[The data]

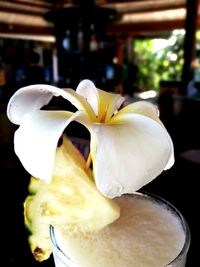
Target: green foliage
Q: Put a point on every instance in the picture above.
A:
(159, 59)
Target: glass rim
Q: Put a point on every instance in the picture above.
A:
(154, 197)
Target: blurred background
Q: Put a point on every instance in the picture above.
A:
(147, 49)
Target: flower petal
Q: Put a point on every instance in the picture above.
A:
(141, 149)
(34, 97)
(141, 107)
(37, 137)
(103, 103)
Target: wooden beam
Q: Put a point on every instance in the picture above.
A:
(189, 44)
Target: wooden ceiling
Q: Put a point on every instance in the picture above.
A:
(138, 17)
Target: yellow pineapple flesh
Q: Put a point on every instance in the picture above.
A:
(71, 202)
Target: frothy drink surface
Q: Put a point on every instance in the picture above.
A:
(147, 234)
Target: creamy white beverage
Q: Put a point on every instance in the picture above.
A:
(149, 233)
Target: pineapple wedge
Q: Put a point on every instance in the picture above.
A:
(71, 202)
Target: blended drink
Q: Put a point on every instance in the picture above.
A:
(149, 233)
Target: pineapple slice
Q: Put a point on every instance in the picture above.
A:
(71, 202)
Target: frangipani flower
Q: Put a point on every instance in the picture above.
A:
(129, 146)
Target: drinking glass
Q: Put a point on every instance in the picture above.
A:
(61, 259)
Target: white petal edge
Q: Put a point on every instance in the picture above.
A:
(34, 97)
(36, 140)
(141, 150)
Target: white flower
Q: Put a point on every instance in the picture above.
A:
(129, 146)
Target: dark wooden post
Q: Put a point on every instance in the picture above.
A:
(189, 43)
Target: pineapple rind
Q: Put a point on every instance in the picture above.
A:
(71, 202)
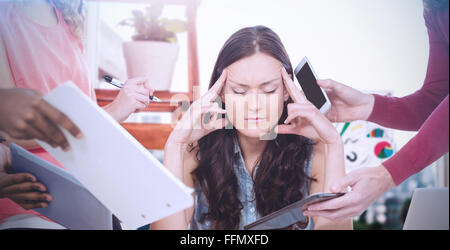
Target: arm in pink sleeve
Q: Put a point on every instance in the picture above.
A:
(410, 112)
(430, 143)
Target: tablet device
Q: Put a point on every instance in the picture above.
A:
(289, 214)
(308, 81)
(73, 206)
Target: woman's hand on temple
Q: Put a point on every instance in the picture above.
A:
(192, 125)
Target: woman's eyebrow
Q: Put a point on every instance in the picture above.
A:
(260, 85)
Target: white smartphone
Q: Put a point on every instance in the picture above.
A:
(308, 81)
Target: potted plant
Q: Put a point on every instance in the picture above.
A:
(153, 50)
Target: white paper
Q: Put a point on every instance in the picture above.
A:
(113, 165)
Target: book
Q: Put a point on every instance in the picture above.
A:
(73, 206)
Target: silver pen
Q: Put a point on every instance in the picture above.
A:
(120, 84)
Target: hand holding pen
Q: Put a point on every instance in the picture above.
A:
(134, 96)
(120, 84)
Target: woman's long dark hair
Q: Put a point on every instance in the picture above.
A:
(280, 177)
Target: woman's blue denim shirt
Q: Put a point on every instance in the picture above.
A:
(249, 212)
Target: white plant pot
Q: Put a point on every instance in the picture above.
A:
(154, 60)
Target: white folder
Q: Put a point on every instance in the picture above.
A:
(113, 165)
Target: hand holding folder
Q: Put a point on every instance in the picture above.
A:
(124, 176)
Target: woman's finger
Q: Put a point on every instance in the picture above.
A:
(215, 90)
(293, 91)
(27, 205)
(23, 188)
(12, 179)
(30, 196)
(286, 129)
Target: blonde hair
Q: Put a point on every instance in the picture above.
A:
(73, 13)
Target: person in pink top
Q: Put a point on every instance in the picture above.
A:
(40, 48)
(425, 111)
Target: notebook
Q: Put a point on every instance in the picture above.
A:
(113, 165)
(73, 206)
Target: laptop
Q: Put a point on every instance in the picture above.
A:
(428, 210)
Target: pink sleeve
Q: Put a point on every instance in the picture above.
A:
(427, 146)
(410, 112)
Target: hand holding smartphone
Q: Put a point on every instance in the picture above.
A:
(308, 81)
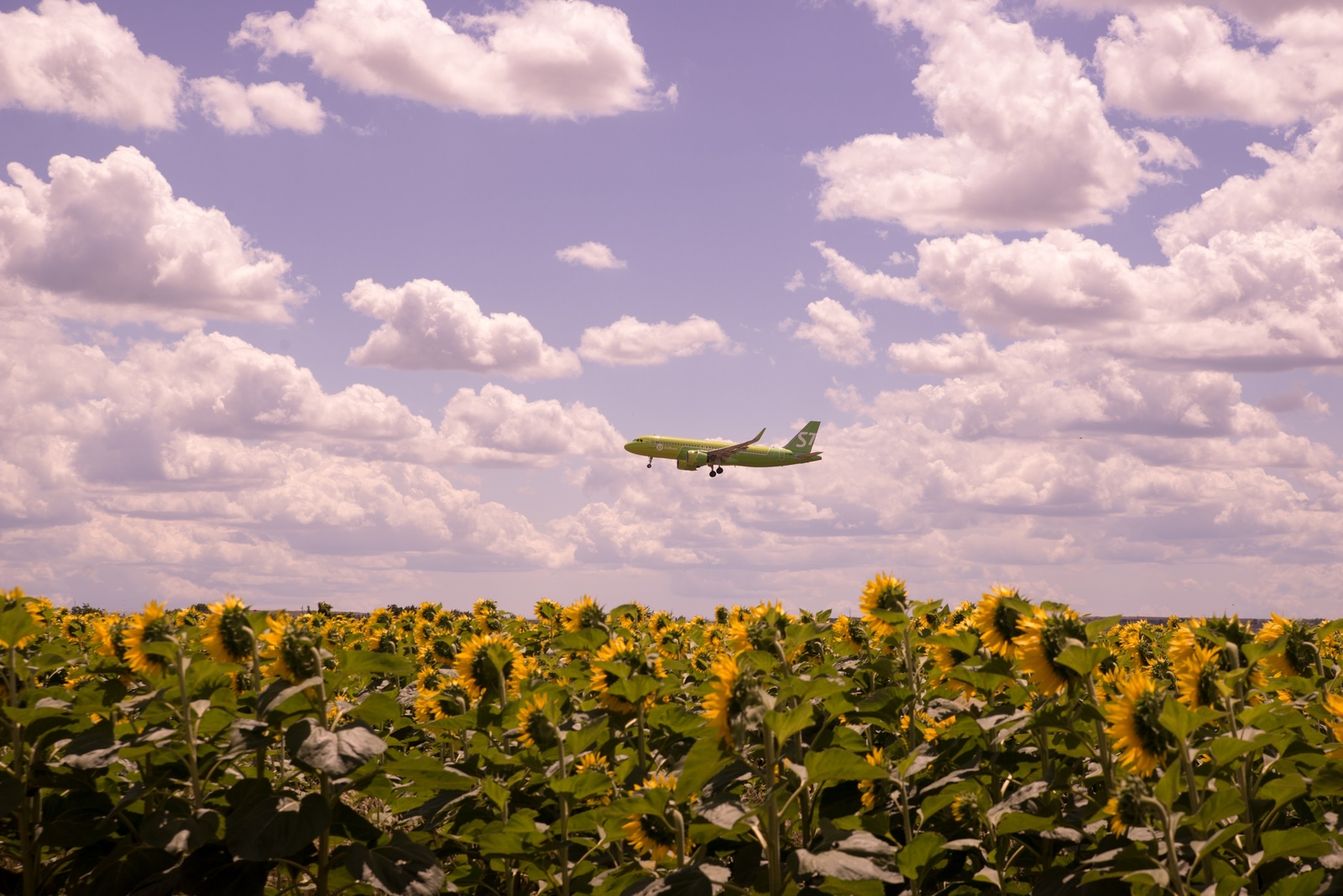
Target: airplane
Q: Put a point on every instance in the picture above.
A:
(692, 454)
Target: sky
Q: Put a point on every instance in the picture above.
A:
(358, 300)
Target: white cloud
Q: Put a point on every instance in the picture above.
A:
(544, 58)
(74, 58)
(111, 242)
(594, 255)
(254, 109)
(430, 326)
(1181, 60)
(1303, 187)
(951, 354)
(497, 425)
(839, 333)
(630, 341)
(875, 284)
(1025, 141)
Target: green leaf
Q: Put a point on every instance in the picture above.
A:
(1016, 822)
(15, 625)
(402, 868)
(1178, 718)
(1300, 842)
(583, 785)
(272, 826)
(841, 866)
(1083, 660)
(376, 708)
(1099, 627)
(919, 853)
(336, 753)
(705, 759)
(581, 640)
(841, 765)
(373, 662)
(785, 725)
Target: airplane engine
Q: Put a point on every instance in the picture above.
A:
(692, 459)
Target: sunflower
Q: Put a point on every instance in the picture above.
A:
(548, 612)
(293, 649)
(441, 703)
(1197, 675)
(870, 790)
(534, 727)
(884, 595)
(1043, 638)
(487, 663)
(228, 636)
(1298, 656)
(651, 833)
(1126, 808)
(583, 613)
(758, 628)
(112, 636)
(1135, 723)
(635, 659)
(1000, 622)
(151, 625)
(724, 703)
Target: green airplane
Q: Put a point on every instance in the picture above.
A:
(692, 454)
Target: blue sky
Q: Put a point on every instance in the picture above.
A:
(1061, 326)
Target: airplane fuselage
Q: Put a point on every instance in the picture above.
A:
(688, 451)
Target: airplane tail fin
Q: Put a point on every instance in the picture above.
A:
(806, 438)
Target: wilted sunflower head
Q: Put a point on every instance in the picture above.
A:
(886, 595)
(485, 665)
(112, 636)
(760, 628)
(583, 613)
(635, 659)
(1126, 808)
(152, 625)
(1298, 656)
(651, 833)
(534, 727)
(548, 611)
(1000, 617)
(228, 636)
(295, 651)
(873, 790)
(1135, 723)
(1199, 674)
(1044, 636)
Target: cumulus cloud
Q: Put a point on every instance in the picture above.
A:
(875, 284)
(1181, 60)
(631, 342)
(544, 58)
(839, 333)
(594, 255)
(254, 109)
(74, 58)
(431, 326)
(1024, 145)
(497, 425)
(111, 242)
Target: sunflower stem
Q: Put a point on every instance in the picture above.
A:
(188, 715)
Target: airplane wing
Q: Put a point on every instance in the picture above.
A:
(719, 455)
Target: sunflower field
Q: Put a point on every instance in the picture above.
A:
(1002, 746)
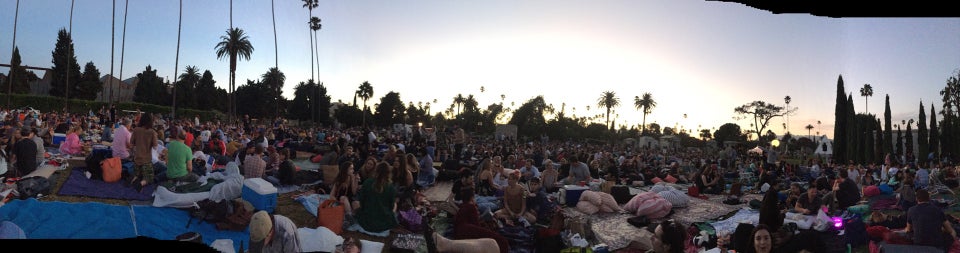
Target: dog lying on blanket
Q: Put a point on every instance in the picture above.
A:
(592, 202)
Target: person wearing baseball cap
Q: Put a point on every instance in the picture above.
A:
(273, 233)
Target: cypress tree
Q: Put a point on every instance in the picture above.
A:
(908, 138)
(922, 141)
(887, 129)
(853, 130)
(840, 120)
(934, 133)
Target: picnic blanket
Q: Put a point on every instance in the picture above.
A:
(94, 220)
(166, 223)
(79, 185)
(63, 220)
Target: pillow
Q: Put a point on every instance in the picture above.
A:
(871, 191)
(670, 179)
(590, 196)
(370, 247)
(638, 199)
(587, 207)
(655, 207)
(676, 198)
(659, 187)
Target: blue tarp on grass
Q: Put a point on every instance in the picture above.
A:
(94, 220)
(62, 220)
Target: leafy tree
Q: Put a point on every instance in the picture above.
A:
(909, 139)
(150, 88)
(761, 113)
(934, 133)
(390, 110)
(274, 79)
(90, 84)
(853, 142)
(866, 92)
(206, 92)
(187, 88)
(63, 55)
(923, 145)
(645, 105)
(365, 92)
(301, 107)
(529, 117)
(608, 100)
(951, 122)
(18, 75)
(250, 100)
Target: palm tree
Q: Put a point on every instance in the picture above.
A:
(234, 44)
(365, 92)
(866, 92)
(123, 46)
(315, 26)
(189, 79)
(787, 100)
(645, 105)
(609, 100)
(176, 62)
(458, 101)
(310, 4)
(275, 79)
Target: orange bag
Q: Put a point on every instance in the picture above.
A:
(330, 215)
(112, 169)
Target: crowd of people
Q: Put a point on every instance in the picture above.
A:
(497, 181)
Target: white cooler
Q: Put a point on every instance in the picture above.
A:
(260, 193)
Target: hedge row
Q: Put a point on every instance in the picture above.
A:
(49, 103)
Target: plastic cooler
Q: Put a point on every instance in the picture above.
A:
(59, 138)
(260, 193)
(572, 194)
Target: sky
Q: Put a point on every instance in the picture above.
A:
(697, 58)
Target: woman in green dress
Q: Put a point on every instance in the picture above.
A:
(377, 196)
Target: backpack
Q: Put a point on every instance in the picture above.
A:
(31, 187)
(239, 218)
(226, 215)
(93, 162)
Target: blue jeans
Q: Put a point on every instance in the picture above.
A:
(487, 204)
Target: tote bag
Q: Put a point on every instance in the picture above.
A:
(330, 215)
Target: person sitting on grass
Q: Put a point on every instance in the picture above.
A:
(514, 203)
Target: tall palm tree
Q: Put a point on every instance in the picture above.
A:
(310, 4)
(365, 92)
(276, 54)
(609, 100)
(315, 26)
(123, 46)
(645, 104)
(177, 62)
(458, 101)
(233, 45)
(275, 79)
(866, 92)
(787, 100)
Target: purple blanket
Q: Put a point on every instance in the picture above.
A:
(79, 185)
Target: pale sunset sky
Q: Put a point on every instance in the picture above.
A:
(697, 58)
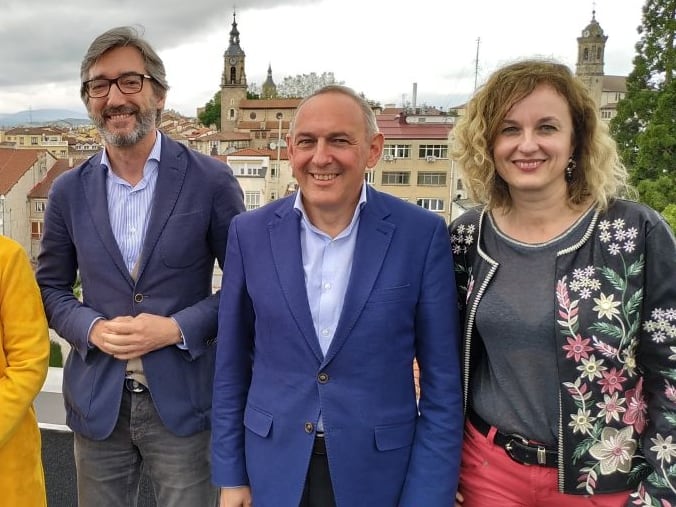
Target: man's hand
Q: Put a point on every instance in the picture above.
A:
(236, 497)
(128, 337)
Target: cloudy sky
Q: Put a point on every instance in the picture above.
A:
(377, 47)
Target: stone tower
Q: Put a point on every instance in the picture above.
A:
(269, 89)
(233, 81)
(590, 51)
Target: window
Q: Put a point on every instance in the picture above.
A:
(432, 179)
(36, 229)
(245, 170)
(431, 204)
(397, 151)
(395, 178)
(252, 199)
(433, 150)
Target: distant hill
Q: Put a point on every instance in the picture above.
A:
(35, 117)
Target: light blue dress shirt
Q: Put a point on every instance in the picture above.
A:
(327, 264)
(129, 207)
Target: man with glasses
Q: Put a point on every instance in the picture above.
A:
(141, 224)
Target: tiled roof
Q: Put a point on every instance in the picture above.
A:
(41, 190)
(614, 84)
(14, 164)
(269, 103)
(251, 152)
(393, 128)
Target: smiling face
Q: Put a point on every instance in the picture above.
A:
(533, 145)
(123, 120)
(329, 150)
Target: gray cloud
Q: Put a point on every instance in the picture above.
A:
(43, 41)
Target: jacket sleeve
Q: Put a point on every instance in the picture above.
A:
(198, 322)
(57, 274)
(233, 371)
(657, 360)
(433, 471)
(23, 336)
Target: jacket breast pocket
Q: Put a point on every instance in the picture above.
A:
(394, 436)
(257, 421)
(391, 294)
(184, 240)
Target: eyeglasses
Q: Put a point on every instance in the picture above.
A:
(128, 84)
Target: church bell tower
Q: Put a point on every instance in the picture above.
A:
(590, 51)
(233, 80)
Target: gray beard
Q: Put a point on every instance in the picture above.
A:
(145, 125)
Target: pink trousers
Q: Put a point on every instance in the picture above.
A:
(490, 478)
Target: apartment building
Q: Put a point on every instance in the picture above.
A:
(37, 138)
(20, 171)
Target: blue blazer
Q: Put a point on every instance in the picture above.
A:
(272, 379)
(195, 199)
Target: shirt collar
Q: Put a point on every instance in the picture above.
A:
(153, 155)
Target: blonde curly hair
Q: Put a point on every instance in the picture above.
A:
(599, 174)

[/The data]

## Work to be completed:
Please find, in the entries above, every line where "hand" occurs, and copy it.

## Written answer:
Target: woman's hand on temple
Target: hand holding pen
Target: hand holding folder
Target: hand holding smartphone
Target: man's hand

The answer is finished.